• [Available data]:
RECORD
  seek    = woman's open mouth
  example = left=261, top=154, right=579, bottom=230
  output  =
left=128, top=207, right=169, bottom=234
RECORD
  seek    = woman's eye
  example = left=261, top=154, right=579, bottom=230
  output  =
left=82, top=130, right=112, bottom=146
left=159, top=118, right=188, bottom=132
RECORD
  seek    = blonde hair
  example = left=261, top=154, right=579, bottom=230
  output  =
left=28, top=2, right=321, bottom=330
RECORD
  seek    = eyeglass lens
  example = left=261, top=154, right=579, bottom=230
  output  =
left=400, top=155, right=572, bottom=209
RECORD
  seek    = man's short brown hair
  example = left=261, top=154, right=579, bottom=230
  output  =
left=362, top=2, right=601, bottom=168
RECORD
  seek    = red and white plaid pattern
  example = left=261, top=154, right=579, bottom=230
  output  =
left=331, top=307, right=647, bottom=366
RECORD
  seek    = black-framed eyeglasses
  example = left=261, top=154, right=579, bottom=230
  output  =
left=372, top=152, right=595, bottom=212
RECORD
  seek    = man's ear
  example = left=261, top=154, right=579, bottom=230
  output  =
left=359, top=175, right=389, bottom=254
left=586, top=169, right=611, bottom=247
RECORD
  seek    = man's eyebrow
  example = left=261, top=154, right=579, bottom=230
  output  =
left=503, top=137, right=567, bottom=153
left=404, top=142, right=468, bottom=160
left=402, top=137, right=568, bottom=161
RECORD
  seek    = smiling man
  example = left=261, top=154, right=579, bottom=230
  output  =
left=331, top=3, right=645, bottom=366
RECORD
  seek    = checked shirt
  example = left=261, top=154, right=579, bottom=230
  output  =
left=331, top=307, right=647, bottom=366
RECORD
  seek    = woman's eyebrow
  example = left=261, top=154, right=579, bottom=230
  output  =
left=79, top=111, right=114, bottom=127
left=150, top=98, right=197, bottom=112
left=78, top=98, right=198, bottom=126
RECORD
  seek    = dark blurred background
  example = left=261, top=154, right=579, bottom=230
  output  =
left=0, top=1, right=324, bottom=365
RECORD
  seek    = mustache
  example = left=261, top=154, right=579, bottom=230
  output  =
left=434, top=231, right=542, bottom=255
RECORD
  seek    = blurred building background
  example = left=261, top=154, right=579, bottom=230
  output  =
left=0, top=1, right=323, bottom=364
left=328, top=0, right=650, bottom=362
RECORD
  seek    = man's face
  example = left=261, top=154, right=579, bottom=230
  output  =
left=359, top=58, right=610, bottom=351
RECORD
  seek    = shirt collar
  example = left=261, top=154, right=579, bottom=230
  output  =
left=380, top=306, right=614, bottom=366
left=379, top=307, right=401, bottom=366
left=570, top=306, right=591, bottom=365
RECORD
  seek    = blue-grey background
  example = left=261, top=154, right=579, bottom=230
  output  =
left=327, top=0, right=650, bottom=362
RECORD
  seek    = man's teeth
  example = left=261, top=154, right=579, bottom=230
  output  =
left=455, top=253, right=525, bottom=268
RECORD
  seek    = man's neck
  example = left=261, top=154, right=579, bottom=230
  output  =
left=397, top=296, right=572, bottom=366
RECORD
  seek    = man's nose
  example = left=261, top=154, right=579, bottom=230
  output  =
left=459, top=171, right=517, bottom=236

• [Problem details]:
Extract the complete listing above, reproducing each line exactly.

• [Answer for the task]:
RECORD
  seek    = woman's open mouth
  example = left=261, top=154, right=579, bottom=230
  output  =
left=128, top=207, right=169, bottom=234
RECORD
  seek    = woman's eye
  example = left=261, top=154, right=579, bottom=230
  output  =
left=82, top=130, right=112, bottom=146
left=159, top=118, right=188, bottom=132
RECORD
  seek    = blonde hair
  example = left=261, top=154, right=579, bottom=230
  output  =
left=28, top=2, right=321, bottom=330
RECORD
  seek    = eyeglass lens
  example = left=261, top=154, right=579, bottom=230
  output  =
left=400, top=155, right=572, bottom=209
RECORD
  seek    = man's short brown hair
  example = left=261, top=154, right=579, bottom=230
  output  =
left=362, top=2, right=601, bottom=168
RECORD
  seek    = red and white plaid pattern
  example = left=261, top=154, right=579, bottom=230
  output  =
left=331, top=307, right=647, bottom=366
RECORD
  seek    = black-framed eyeglasses
  example = left=261, top=154, right=579, bottom=230
  output  =
left=372, top=152, right=595, bottom=212
RECORD
  seek    = man's ear
  example = left=261, top=154, right=579, bottom=230
  output  =
left=359, top=175, right=389, bottom=254
left=586, top=169, right=611, bottom=247
RECORD
  seek    = man's eyebrow
  example = left=261, top=154, right=579, bottom=230
  output  =
left=503, top=137, right=567, bottom=153
left=404, top=142, right=468, bottom=160
left=402, top=137, right=568, bottom=161
RECORD
  seek    = smiling man
  example = left=261, top=154, right=579, bottom=230
  output  =
left=331, top=3, right=645, bottom=366
RECORD
  seek    = checked shirt
  example = left=261, top=154, right=579, bottom=230
  output  =
left=331, top=307, right=647, bottom=366
RECORD
  seek    = woman's eyebrow
  example = left=261, top=154, right=579, bottom=230
  output  =
left=79, top=111, right=114, bottom=127
left=150, top=98, right=197, bottom=112
left=78, top=98, right=198, bottom=126
RECORD
  seek    = dark blurred background
  example = left=261, top=154, right=579, bottom=230
  output  =
left=0, top=1, right=324, bottom=365
RECORD
  seek    = mustache
  example = left=261, top=154, right=579, bottom=230
  output  =
left=434, top=231, right=542, bottom=255
RECORD
  seek    = blurred building background
  example = left=261, top=154, right=579, bottom=230
  output  =
left=0, top=1, right=323, bottom=364
left=328, top=0, right=650, bottom=362
RECORD
  seek    = man's face
  example = left=261, top=154, right=579, bottom=230
  output  =
left=359, top=58, right=610, bottom=351
RECORD
  seek    = shirt collar
  example = left=261, top=154, right=579, bottom=230
  output  =
left=380, top=306, right=614, bottom=366
left=379, top=307, right=401, bottom=366
left=570, top=306, right=591, bottom=365
RECORD
  seek    = blue-grey background
  example = left=261, top=154, right=579, bottom=230
  output  =
left=327, top=0, right=650, bottom=362
RECORD
  seek    = man's teeth
  example = left=261, top=154, right=579, bottom=230
  output  =
left=455, top=253, right=525, bottom=268
RECORD
  seek    = man's neck
  example = left=261, top=154, right=579, bottom=230
  output  =
left=397, top=296, right=572, bottom=366
RECORD
  seek    = man's nose
  example = left=261, top=154, right=579, bottom=230
  output  =
left=459, top=171, right=517, bottom=236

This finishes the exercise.